Provided data: Begin

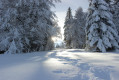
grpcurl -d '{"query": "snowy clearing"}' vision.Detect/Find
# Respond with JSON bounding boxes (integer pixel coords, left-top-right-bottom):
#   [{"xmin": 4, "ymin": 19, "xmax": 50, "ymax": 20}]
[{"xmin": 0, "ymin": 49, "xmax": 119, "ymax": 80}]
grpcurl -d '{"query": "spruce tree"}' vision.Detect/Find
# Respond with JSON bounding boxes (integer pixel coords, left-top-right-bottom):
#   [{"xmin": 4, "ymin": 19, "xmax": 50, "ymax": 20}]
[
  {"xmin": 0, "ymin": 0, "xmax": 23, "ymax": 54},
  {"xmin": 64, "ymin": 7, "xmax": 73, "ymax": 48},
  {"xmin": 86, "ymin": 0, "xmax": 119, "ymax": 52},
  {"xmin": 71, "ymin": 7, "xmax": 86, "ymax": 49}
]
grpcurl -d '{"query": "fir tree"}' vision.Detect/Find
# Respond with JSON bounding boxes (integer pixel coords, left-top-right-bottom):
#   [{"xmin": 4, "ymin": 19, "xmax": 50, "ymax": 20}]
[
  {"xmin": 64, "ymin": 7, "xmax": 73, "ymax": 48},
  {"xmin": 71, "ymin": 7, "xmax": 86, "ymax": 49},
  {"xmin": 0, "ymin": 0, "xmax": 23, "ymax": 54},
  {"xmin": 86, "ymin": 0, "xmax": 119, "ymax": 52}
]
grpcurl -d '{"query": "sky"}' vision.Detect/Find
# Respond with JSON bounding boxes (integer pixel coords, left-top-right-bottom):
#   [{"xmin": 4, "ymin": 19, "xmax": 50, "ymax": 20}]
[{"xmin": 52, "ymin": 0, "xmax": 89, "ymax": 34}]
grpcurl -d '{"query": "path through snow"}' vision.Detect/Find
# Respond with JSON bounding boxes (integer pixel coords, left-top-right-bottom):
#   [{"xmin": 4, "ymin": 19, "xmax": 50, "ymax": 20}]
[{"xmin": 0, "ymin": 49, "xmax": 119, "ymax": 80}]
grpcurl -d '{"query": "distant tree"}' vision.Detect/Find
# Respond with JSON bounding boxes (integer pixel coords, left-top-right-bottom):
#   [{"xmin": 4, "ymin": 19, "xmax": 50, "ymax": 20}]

Provided data: End
Provided data: Begin

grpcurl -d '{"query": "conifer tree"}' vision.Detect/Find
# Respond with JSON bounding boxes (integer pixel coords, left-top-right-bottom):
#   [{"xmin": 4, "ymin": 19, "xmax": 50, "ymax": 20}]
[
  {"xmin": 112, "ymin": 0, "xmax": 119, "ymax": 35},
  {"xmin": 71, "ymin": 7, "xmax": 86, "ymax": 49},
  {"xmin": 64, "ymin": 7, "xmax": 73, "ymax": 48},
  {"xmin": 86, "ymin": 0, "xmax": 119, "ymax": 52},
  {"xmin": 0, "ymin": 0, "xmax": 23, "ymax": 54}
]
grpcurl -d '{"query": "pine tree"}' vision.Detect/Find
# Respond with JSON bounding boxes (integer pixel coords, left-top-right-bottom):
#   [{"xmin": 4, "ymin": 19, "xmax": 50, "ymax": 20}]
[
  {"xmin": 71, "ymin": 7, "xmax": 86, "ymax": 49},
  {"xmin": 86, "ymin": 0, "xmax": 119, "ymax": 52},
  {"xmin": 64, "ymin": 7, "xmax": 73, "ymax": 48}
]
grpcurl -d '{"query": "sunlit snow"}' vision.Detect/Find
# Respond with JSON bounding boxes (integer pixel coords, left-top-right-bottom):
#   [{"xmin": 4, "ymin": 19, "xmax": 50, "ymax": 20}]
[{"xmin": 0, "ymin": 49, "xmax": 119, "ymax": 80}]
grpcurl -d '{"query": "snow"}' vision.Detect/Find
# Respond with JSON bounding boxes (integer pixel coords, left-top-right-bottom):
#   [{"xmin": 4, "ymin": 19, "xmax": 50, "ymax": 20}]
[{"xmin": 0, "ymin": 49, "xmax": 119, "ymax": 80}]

Provided data: End
Provided data: Begin

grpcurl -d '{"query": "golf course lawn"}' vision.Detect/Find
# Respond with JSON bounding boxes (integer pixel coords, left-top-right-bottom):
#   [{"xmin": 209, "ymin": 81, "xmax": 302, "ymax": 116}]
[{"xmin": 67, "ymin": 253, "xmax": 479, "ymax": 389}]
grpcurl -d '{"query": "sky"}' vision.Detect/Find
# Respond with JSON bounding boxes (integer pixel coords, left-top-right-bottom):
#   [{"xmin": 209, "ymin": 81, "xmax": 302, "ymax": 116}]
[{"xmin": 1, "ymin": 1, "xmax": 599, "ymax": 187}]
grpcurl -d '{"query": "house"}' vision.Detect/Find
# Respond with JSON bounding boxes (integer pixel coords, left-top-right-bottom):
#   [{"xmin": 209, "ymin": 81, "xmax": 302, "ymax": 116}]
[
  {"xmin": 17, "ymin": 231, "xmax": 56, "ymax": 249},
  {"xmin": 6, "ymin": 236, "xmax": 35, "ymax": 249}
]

Provided data: End

▶ [Action item]:
From the records above, return each line that has the string "tree".

▶ [Task answer]:
grpcurl -d '{"query": "spruce tree"}' vision.Detect/Find
grpcurl -d '{"query": "fir tree"}' vision.Detect/Find
grpcurl -d '{"query": "distant tree"}' vision.Detect/Find
grpcurl -d '{"query": "conifer tree"}' vision.Detect/Find
grpcurl -d '{"query": "pine tree"}' vision.Detect/Find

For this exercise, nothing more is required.